» DIRECTIVE 1:
In the records, scale every coordinate in the answers by 1.65 and round each result to a whole number, rounding halves up. Reproduce only the lines starting at the one containing "the girl's hand." and ending at the one containing "x=159 y=116", requests included.

» EXCERPTED TEXT:
Jus thinkin bout a 16 gets me choked up. Grandaddy had a sweet one and he was pure D bird poison with that rascal. Many a triple fell to that ole Browning. I miss ya Pa


----------



## SneekEE (Aug 9, 2010)

My first shotgun was a single shot 16 g savage. loved it!


----------



## Beagle Stace (Aug 9, 2010)

Shoot three of them. Two Browning Sweet Sixteens and a Citori 16 gauge. Nothing like a 16 if it is on the right frame. A 16 on a 12 gauge frame needs to have the barrel bent and thrown in the dumpster as far as a hunting gun is concerned. Shells are not really that hard to find either and def. not like buying those little 28 gauge pencils. 

Browning is making another run of Citoris this year if you would be willing to consider an O/U.  Get in line for one. They are non cataloged but contact a full line dealer. Alot of great deals out there on used 16 gauge  repeaters, too.  Winchester Model 12's , Ithaca 37's, A5's, and some Remingtons. In SXS guns, I know Fausti is making a nice one at a competitive price. 

Don't currently have a 12 as with small game I have never felt undergunned with a 16. Now ducks would be a different story.


----------



## Doc_Holliday23 (Aug 9, 2010)

If you could still shoot lead, those ducks wouldn't stand a chance against a 16.  I love watching those old Duck Commander videos where he's shooting that sweet 16 and just hammering those green heads.


----------



## Sam H (Aug 9, 2010)

» DATASET EXCERPTS:

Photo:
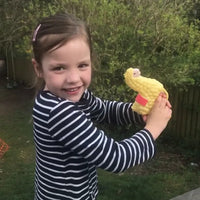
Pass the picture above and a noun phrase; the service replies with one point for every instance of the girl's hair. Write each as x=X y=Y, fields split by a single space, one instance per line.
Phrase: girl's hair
x=53 y=32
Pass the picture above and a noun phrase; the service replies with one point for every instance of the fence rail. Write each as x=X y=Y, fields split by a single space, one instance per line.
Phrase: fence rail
x=185 y=122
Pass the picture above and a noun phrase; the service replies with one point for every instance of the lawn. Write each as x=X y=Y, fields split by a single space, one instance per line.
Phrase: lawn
x=169 y=174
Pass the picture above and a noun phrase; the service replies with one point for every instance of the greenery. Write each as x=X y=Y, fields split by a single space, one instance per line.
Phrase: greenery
x=161 y=37
x=167 y=175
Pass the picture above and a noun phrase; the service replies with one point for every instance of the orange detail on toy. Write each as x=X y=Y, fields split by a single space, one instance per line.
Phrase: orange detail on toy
x=141 y=100
x=3 y=148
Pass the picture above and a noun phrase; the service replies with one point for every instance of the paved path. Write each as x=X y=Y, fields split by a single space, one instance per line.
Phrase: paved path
x=192 y=195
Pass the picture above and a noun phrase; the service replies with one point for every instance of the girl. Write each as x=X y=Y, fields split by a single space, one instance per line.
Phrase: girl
x=69 y=147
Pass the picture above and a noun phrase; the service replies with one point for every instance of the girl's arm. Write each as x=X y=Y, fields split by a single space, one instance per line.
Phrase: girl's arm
x=72 y=128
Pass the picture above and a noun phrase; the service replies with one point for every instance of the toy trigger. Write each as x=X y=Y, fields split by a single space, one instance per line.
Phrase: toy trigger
x=141 y=100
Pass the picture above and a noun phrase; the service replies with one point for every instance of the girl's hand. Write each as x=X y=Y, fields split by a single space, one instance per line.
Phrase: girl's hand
x=159 y=116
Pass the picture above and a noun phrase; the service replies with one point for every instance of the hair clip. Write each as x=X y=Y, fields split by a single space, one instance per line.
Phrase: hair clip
x=35 y=33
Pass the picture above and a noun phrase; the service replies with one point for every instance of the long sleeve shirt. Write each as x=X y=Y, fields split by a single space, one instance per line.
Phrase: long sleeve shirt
x=69 y=147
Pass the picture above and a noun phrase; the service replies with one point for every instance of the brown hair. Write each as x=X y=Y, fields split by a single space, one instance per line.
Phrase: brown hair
x=53 y=32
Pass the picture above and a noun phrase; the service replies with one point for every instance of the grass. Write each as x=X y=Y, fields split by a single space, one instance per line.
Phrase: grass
x=169 y=174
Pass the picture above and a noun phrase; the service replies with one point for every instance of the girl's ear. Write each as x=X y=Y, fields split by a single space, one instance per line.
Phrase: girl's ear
x=37 y=68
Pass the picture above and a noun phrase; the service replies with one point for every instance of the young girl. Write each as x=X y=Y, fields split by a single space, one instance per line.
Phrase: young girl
x=69 y=147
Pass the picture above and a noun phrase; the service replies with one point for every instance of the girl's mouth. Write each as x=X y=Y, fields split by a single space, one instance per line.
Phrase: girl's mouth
x=72 y=90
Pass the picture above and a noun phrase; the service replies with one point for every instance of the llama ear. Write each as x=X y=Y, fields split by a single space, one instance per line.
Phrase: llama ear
x=37 y=68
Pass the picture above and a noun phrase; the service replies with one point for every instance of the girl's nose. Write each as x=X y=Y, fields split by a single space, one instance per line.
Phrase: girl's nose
x=73 y=76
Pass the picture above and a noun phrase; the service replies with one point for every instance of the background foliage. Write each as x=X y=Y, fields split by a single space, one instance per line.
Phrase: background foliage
x=161 y=37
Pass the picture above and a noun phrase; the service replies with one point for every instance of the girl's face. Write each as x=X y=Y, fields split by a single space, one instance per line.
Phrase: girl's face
x=67 y=70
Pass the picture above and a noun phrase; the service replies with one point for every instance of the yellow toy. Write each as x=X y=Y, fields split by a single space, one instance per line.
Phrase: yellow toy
x=148 y=90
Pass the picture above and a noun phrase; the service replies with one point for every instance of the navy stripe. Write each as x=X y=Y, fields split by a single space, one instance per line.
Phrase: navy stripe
x=69 y=147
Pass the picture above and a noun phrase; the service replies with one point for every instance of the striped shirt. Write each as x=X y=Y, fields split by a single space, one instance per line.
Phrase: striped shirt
x=69 y=147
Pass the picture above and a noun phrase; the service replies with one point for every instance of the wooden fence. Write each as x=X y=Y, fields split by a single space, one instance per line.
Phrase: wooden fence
x=185 y=122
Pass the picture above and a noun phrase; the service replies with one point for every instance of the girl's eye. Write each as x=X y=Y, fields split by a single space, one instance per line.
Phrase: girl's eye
x=59 y=68
x=83 y=65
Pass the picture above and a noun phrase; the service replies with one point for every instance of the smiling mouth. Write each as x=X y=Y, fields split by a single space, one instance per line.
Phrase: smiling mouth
x=72 y=90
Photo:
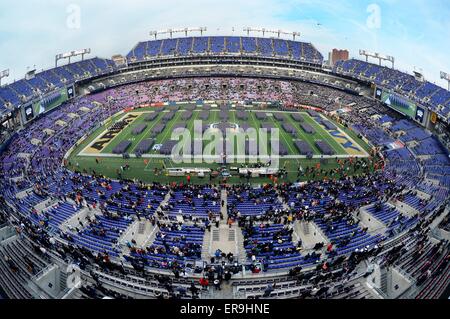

» DIRECTIVE 2:
Continue the forum thread about 16-gauge shotguns from the point where it stops.

» TASK RESULT 1:
Pass the picture above and a noun phrase; the service replies with one point for every instance of the girl's hand. Write each as x=X y=Y, fields split by a single space, one instance per line.
Phrase: girl's hand
x=262 y=191

» TASK RESULT 2:
WELLLL....Since you guys happen to bring it up...I am anxiuosly awaiting this quail season with (2) long time dreams of mine...My first Britt pup...along with a long awaited Philly Fox Sterlingworth 16ga bulit on a 20ga frame,born in 1914...Bought her from a guy in Oregon that used it for chucker hunting...26"barrels choked ck/ic...splinter forend...nice walnut grain with original oil rubbed finish...receiver needs recold casing..a project for Doug Turnbull (If I can swing it one day)he had the barrels reblued..black/blue by a vintage sxs gunsmith in Oregon..and I have to admit did a beautful job!!...The original LOP was 14"..a little short for me...so I took it to David Wells in Montgomery,Al..another vintage sxs smith I found thanks to coveyrise90...he installed a Jostam vented pad to get the right LOP for me...Jostam/Hawkins were the pads that Fox used back then for custom orders..so it was kept in order with the period of that gun...and also helped ALOT with the recoil which was pretty substantial with a 1oz load...I will probably use 7/8oz loads for wild birds and 3/4oz loads for pen birds...they both pattern quite well at 5yds to 35yds....Fall just won't get here soon enough...New Fox Sterly 16ga / New beautiful little Britt girl /football season /cool weather bringing us another bird season with good friends and family...we are truely fortunate...GOD Bless America


----------



## General Lee (Aug 10, 2010)

I'm in the market right now for a Sweet 16.I'm looking for a Japanese model with the Invector Chokes.


----------



## Doc_Holliday23 (Aug 10, 2010)

Sam H said:


> WELLLL....Since you guys happen to bring it up...I am anxiuosly awaiting this quail season with (2) long time dreams of mine...My first Britt pup...along with a long awaited Philly Fox Sterlingworth 16ga bulit on a 20ga frame,born in 1914...Bought her from a guy in Oregon that used it for chucker hunting...26"barrels choked ck/ic...splinter forend...nice walnut grain with original oil rubbed finish...receiver needs recold casing..a project for Doug Turnbull (If I can swing it one day)he had the barrels reblued..black/blue by a vintage sxs gunsmith in Oregon..and I have to admit did a beautful job!!...The original LOP was 14"..a little short for me...so I took it to David Wells in Montgomery,Al..another vintage sxs smith I found thanks to coveyrise90...he installed a Jostam vented pad to get the right LOP for me...Jostam/Hawkins were the pads that Fox used back then for custom orders..so it was kept in order with the period of that gun...and also helped ALOT with the recoil which was pretty substantial with a 1oz load...I will probably use 7/8oz loads for wild birds and 3/4oz loads for pen birds...they both pattern quite well at 5yds to 35yds....Fall just won't get here soon enough...New Fox Sterly 16ga / New beautiful little Britt girl /football season /cool weather bringing us another bird season with good friends and family...we are truely fortunate...GOD Bless America



uh... pictures?


----------



## Superposed (Aug 10, 2010)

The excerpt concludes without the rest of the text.